We got back to our hotel in need of food since we’d missed lunch, and sought out some sausage rolls in their little café and tearoom, where we were rewarded not only with the food but the company of a pleasant dog and cat. It was then back to the hotel for another couple of hours of lazing about before dinner and bed! It was during this afternoon that I did something I very rarely do and, rather than one of the books I had with me, read a book that was in the hotel room – it was rather enjoyable actually, the comical memories of a Cumbrian farmer.

The next day, the 2nd April, would be the day when we’d be returning home. We therefore arose in time to drive to Craignure and get the ferry to Oban, after which we drove to Glasgow airport, stopping only for lunch at a hotel on Loch Lomond, and were home by the evening.

Previous visits

I have been to Mull once before, in summer 2016, on my trip travelling between Lindisfarne and Iona with my Cambridge friends, about half of which on foot – that was the trip we called the Holy Island Trek, which has featured on this blog several times before.

We arrived on Mull on the 5th of September, as we were nearing the end of our trip. We had walked from Lindisfarne to Melrose along St Cuthbert’s Way, and then explored Arran and various parts of Kintyre and Argyll, partly in the car, and partly on foot. The plan for Mull, though, was to walk the whole way, about 38 miles, from the ferry port at Craignure to Fionnphort, from where the little ferry goes across to Iona.

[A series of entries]

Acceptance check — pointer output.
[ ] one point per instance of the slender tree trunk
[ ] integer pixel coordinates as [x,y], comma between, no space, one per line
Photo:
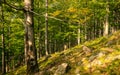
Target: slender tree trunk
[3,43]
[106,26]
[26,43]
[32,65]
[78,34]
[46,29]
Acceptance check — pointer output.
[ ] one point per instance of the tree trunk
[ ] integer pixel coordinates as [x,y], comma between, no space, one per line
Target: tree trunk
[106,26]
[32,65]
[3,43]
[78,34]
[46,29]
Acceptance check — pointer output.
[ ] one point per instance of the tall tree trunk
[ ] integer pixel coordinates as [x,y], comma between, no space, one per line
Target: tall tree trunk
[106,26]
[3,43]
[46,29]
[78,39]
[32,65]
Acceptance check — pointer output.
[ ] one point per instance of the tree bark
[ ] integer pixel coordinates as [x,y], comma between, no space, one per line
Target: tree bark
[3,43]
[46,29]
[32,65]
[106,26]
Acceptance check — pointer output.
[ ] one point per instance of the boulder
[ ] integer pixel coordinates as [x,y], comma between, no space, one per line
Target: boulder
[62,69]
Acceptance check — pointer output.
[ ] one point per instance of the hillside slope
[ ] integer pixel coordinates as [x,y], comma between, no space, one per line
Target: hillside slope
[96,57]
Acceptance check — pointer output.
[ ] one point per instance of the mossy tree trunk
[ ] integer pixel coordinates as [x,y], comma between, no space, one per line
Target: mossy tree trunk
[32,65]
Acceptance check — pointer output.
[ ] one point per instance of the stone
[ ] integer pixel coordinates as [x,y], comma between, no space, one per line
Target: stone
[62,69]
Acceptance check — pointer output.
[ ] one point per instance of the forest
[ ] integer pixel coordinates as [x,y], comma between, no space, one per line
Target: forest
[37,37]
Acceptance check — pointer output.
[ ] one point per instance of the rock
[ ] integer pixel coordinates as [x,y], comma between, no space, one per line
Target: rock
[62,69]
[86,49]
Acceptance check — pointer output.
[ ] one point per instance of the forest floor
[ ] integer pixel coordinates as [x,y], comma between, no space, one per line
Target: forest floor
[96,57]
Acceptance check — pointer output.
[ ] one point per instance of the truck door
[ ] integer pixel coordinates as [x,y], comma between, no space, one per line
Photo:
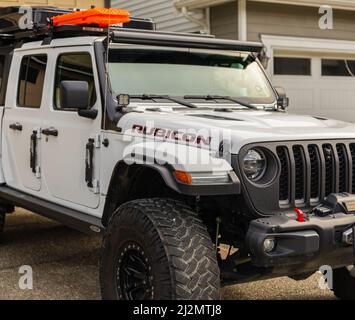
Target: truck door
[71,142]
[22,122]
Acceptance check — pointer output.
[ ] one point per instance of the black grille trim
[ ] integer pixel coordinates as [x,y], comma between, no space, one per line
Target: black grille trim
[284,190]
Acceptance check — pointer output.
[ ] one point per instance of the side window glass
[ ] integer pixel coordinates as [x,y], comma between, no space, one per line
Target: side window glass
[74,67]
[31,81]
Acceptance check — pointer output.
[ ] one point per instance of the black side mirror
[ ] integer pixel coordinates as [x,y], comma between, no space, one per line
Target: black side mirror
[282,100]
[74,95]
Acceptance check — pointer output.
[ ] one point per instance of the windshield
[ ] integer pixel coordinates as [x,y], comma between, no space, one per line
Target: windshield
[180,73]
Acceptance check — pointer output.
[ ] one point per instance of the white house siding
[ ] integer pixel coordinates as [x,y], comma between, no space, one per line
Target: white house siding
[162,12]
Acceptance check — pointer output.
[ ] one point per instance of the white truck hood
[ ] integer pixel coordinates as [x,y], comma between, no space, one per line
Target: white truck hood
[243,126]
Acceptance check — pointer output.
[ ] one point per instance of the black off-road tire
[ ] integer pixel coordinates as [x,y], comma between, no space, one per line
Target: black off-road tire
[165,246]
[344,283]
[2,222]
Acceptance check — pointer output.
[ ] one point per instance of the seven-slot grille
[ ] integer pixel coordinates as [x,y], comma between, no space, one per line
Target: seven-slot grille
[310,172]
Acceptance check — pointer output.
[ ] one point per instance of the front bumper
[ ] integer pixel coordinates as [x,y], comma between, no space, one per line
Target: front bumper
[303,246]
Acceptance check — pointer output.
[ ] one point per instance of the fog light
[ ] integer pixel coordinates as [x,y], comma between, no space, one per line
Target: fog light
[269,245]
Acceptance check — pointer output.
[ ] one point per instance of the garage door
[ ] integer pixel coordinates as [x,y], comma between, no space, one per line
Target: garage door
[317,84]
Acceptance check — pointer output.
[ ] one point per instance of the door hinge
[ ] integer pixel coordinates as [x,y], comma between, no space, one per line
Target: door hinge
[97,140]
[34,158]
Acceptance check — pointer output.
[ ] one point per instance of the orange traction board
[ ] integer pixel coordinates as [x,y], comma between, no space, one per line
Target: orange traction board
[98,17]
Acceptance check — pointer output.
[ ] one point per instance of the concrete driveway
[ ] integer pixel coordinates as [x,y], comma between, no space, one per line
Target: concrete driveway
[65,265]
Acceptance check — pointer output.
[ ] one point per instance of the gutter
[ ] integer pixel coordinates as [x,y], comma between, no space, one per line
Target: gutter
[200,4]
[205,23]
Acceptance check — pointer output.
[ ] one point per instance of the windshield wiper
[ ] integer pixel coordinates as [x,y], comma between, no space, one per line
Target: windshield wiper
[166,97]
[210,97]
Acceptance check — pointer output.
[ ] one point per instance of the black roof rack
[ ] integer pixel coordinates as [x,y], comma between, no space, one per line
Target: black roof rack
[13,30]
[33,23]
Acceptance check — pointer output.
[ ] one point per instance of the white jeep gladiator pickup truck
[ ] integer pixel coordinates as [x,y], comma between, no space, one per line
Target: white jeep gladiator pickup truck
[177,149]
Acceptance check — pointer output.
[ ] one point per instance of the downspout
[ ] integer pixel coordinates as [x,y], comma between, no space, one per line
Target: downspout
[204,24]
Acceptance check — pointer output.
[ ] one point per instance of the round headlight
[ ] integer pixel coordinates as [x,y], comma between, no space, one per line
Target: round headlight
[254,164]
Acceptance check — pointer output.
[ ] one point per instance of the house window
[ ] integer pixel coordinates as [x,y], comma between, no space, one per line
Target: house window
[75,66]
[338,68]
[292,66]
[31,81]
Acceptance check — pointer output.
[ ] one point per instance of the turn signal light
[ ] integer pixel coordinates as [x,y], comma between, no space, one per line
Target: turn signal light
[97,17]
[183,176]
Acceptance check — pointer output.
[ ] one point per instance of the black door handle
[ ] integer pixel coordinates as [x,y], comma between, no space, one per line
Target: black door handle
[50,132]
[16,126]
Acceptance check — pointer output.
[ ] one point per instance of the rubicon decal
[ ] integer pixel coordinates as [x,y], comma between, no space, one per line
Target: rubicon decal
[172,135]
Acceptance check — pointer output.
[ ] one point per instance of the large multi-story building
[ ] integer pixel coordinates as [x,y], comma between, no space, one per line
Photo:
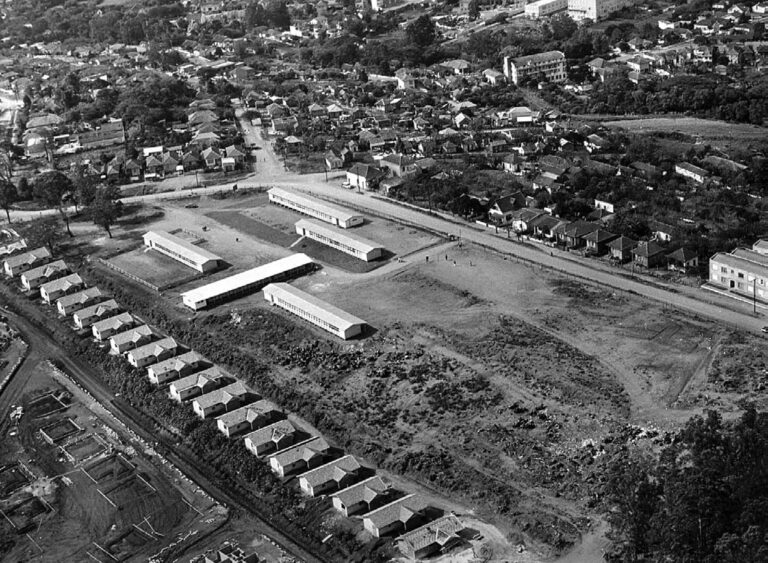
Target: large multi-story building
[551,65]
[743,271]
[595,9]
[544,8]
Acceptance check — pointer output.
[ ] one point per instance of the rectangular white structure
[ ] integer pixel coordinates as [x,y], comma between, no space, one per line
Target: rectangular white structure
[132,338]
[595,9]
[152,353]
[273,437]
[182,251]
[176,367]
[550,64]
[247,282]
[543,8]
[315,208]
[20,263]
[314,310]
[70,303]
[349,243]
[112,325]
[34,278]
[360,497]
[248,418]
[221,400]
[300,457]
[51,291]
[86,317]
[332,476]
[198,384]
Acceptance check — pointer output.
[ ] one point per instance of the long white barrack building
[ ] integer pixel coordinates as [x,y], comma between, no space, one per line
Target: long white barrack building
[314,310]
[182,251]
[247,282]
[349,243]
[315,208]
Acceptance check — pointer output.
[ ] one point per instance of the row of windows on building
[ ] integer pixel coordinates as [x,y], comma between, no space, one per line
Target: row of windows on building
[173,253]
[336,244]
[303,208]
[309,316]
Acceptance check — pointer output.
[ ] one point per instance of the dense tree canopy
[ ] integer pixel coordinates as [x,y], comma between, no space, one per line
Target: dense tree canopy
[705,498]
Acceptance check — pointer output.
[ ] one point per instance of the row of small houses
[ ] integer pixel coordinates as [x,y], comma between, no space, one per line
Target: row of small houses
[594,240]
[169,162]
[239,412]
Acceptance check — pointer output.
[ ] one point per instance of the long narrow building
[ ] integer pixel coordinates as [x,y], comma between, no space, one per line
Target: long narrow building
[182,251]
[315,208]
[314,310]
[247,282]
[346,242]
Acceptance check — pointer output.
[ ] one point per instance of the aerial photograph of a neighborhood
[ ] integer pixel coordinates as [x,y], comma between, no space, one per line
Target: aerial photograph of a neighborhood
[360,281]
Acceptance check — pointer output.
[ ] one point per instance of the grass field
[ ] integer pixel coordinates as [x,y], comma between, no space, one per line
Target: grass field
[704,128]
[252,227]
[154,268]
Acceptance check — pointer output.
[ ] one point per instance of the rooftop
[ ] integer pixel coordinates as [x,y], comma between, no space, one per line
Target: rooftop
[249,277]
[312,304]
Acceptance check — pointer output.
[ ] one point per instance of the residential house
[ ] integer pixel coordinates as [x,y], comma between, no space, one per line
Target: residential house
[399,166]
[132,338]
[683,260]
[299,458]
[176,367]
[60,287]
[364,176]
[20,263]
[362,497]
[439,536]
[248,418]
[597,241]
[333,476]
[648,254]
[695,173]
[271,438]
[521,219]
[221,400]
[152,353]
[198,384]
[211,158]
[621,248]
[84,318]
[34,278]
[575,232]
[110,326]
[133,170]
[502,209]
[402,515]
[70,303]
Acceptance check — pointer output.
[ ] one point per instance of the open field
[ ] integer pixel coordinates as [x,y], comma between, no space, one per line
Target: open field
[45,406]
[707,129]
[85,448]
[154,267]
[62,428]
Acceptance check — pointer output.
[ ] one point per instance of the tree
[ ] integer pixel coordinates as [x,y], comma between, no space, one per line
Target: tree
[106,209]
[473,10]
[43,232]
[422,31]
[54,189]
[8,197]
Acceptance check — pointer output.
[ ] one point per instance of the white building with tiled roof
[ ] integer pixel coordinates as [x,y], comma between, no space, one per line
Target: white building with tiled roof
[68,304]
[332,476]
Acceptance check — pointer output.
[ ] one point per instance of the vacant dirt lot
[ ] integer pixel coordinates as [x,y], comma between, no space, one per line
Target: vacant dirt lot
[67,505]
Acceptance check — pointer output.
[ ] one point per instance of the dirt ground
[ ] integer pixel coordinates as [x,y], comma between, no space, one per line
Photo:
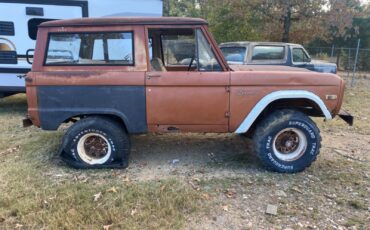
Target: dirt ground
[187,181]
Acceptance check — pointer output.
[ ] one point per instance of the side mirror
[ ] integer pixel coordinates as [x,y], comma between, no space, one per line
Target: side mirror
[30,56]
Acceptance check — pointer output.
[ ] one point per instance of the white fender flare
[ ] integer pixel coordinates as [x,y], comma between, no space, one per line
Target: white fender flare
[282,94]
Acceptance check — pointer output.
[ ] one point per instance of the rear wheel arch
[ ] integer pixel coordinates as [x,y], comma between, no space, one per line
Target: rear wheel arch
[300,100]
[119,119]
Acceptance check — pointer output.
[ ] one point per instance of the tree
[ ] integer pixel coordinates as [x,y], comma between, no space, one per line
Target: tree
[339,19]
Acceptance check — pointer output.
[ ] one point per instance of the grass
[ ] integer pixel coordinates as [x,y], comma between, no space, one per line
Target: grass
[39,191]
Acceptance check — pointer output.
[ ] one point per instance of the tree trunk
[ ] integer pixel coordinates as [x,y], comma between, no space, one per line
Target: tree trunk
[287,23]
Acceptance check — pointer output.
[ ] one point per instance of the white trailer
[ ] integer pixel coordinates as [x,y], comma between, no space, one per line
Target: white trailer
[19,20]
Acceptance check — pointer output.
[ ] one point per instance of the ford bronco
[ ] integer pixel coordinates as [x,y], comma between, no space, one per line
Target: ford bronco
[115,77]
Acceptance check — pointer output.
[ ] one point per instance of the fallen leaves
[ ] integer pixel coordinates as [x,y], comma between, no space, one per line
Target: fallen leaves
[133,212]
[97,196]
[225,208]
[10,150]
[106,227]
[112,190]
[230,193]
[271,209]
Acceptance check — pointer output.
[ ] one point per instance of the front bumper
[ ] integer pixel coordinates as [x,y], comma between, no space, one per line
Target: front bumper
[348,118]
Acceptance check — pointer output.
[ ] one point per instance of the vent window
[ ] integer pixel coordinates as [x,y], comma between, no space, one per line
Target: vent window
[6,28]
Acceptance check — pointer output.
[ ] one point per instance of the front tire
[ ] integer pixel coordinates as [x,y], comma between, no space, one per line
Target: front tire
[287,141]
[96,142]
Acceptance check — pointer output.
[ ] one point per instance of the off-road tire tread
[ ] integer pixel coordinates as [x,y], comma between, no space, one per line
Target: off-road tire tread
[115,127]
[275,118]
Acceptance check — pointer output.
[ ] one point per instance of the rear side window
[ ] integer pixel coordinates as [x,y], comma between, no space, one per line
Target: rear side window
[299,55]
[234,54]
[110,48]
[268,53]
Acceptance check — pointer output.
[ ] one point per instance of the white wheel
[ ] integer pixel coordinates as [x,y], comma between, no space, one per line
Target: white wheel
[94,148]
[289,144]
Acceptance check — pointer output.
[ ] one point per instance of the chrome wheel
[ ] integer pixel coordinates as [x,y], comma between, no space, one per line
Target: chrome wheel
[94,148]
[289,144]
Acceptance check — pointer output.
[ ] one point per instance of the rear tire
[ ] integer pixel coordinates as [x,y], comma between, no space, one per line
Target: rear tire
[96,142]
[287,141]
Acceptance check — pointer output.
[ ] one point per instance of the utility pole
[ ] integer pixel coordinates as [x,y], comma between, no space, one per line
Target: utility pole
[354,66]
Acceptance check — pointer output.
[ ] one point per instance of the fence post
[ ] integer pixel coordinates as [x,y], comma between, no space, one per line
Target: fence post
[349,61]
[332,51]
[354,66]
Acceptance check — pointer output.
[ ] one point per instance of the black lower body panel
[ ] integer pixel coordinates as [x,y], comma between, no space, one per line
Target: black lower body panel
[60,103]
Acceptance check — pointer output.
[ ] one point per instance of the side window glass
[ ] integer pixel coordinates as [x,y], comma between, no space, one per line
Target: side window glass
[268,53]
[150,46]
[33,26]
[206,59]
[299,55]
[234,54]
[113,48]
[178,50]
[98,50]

The task ::
Please carry on the travel account about Mull from its last sentence. The entries have no role here.

Exercise result ::
We turned up at Craignure, arriving on Mull and in this map area, in the evening from Oban, after a reasonably relaxed day where we’d visited a castle and done some shopping. Now, frequent readers will remember the particular delight of my writing about the Holy Island Trek – on that trip we kept our Annal, a collaborative diary of events, from which I am thus able to quote:

Our campsite on Mull was very close to the ferry port. Fridges, microwaves and real warming rooms containing log stoves were just some of the delights on offer, although we were slightly concerned for those camped closer to the seas edge than the storm door. […] We were soon able to pitch up and eat a supper of tortellini and carbonara-and-cheese sauce – owing to an accidental purchase of one carbonara and one cheese sauce pot, rather than two of the former.

The entry for that day ends like almost every other: “Finally, we went to the pub”. In this case, however, there is an extra marginal note: “We saw sheep getting on the ferry”. Alas, they were in a vehicle driven by a farmer, rather than freely entering as foot passengers, which would have been much more exciting.

The next day was to be a walking day. The map below shows the actual GPS tracks of our walking for the next three days, until we reached Iona. The ferry is a blue dotted arrow, and our campsite for the first two nights is the red cross.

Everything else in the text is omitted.